* STATED GOAL
Reproduce the entries below with every "dot" changed to "point", keeping all other text unchanged.

* RECORDS FOR THE TASK
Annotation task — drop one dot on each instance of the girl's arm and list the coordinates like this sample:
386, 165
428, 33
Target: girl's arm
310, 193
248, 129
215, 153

* EXPECTED OUTPUT
Annotation task — drop one point on each instance of the girl's arm and list the coordinates like this sample:
386, 165
428, 33
Target: girl's arm
310, 193
248, 129
215, 153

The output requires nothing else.